___ Excerpt to read ___

Thank you. And now I will turn the call over to our host this morning President and Chief Executive Officer John Garbarino, Chief Financial Officer Michael Fitzpatrick, and Chief Operating Officer Vito Nardelli.
Thank you, Jill, and good morning to all who have been able to join in, in our second quarter 2008 earnings conference call today. This morning we are indeed pleased to be able to report on the continued turnaround of our operations in the quarter just passed. We appreciate your interest in our improving performance and are eager to review our latest operating results with you this morning. You’ve all had the opportunity to review of earnings release and following our usual practice, I will not be disrespectful of your time reciting a host of actual numbers from the release. My introductory comments will merely help frame our opportunity to add some color to the earnings posted for the quarter as we continue to distance our Bank from the troubles at our former mortgage bank subsidiary, Columbia Home Loans. We will also briefly touch on related issues in the front pages, loan portfolio credit quality and capital adequacy at OceanFirst.
Diluted EPS for the quarter, of course, was $0.30 discounting the $0.06 impairment on an equity investment. Core operating earnings of $0.36 represent a 5.9% increase from the linked quarter and dwarfed the $0.02 for the corresponding prior-year period. The Company’s 46th quarterly cash dividend declared was $0.20 per share, unchanged for the 22nd consecutive quarter as our Board remains committed to maintain the dividend in the near term, consistent with strategic plans to rebuild our capital through our improved earnings stream and controlled asset growth.
The quarter’s earnings have again benefited from an expanding net interest margin, which increased 2 basis points from the previous quarter. Absent the prior quarter’s nonrecurring 14 basis points of yield from an equity investment, however, the increase in margin was a more substantial 16 basis points. Earnings were impeded $0.06 a share by the aforementioned other than temporary impairment in that same equity investment during the past quarter.
Interest earning assets also declined for the period and the continuation of professional fees and other administrative charges, lingering from the shutdown of Columbia, also resulted in higher than anticipated operating expenses albeit lower than in the linked quarter. Progress in this continues to be made and expected.
Core deposits grew $44.3 million for the quarter but were partially offset by a $25.8 million in CD balances as we continue to exercise restraint in our CD pricing.
The smaller balance sheet couples with our improved earnings bolstered our capital ratios as our tangible and core capital ratios grew to 7.83% and risk based capital topped out at 12.74%. As noted earlier, with the strengthening of our earnings stream, our cash dividend is secure for now as our capital levels help improve our capacity to generate liquidity at Holding Company.
At this point, however, with continuing plans to conserve capital, we do not anticipate any change in our strategy with regard to share repurchase activity for the foreseeable future.

___ Material supplied ___

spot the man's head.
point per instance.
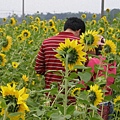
(75, 24)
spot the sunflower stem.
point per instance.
(66, 85)
(102, 110)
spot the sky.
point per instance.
(10, 7)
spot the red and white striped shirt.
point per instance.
(46, 59)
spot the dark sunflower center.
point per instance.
(107, 49)
(5, 43)
(12, 101)
(89, 39)
(92, 96)
(73, 55)
(25, 34)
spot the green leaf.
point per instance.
(15, 113)
(77, 113)
(86, 76)
(39, 112)
(61, 108)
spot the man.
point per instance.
(46, 59)
(108, 67)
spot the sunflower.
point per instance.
(42, 24)
(93, 22)
(31, 17)
(117, 103)
(2, 34)
(4, 19)
(107, 10)
(101, 31)
(15, 101)
(90, 40)
(24, 21)
(53, 29)
(12, 21)
(75, 92)
(95, 95)
(25, 78)
(76, 56)
(51, 23)
(7, 43)
(2, 59)
(15, 64)
(25, 34)
(20, 38)
(109, 47)
(45, 29)
(83, 16)
(37, 19)
(35, 28)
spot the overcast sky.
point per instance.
(8, 7)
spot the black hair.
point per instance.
(75, 24)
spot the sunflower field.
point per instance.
(22, 93)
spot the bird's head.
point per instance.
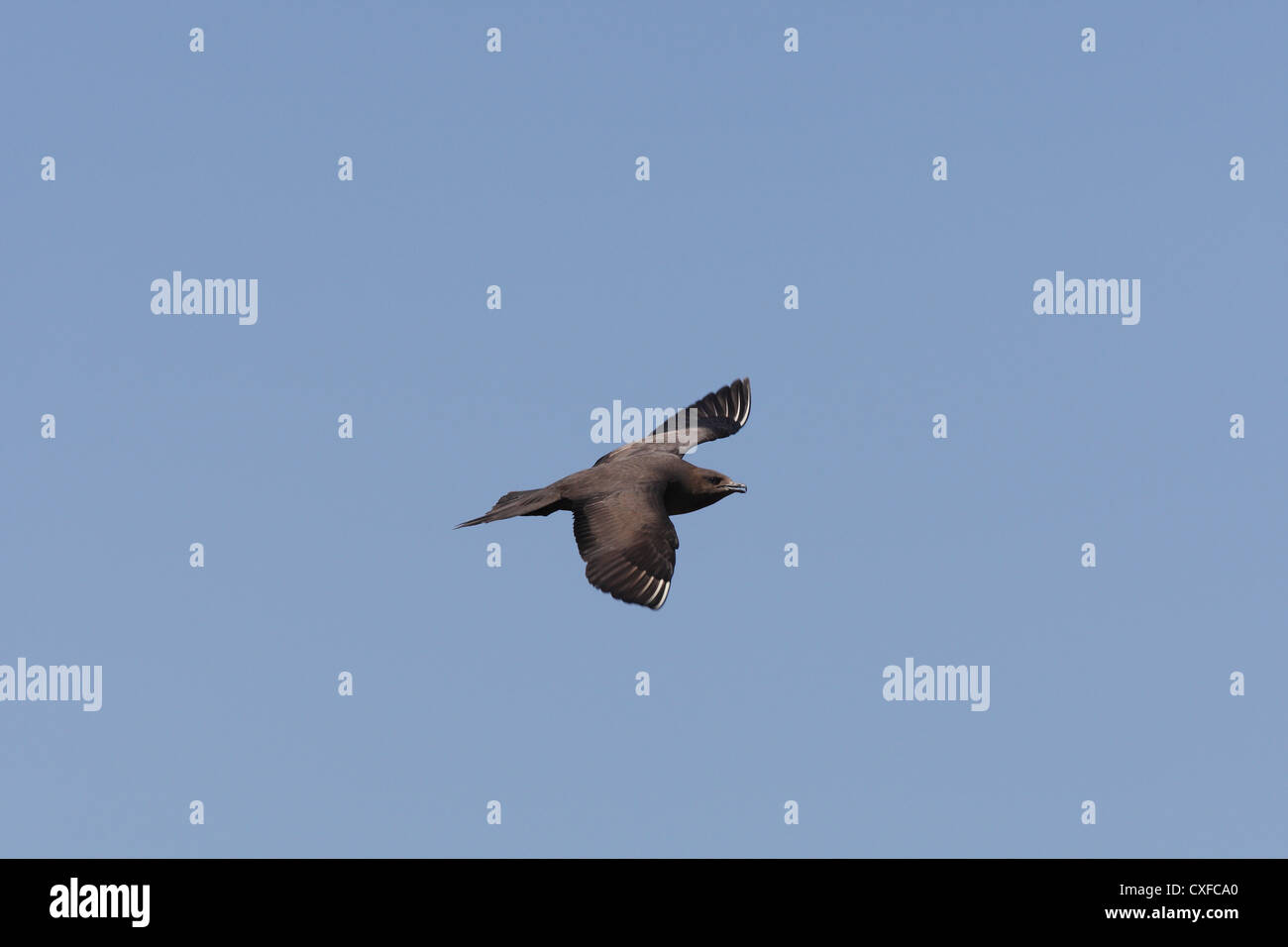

___

### What you need to do
(A) From the earnings call transcript, list each officer named as a host of the call, with that officer's title.
(B) Answer these questions from the earnings call transcript:
(i) By how much did core deposits grow for the quarter?
(ii) What figure did risk-based capital reach?
(iii) What quarterly cash dividend per share was declared?

### Expected outputs
(A)
John Garbarino, President and Chief Executive Officer
Michael Fitzpatrick, Chief Financial Officer
Vito Nardelli, Chief Operating Officer

(B)
(i) $44.3 million
(ii) 12.74%
(iii) $0.20 per share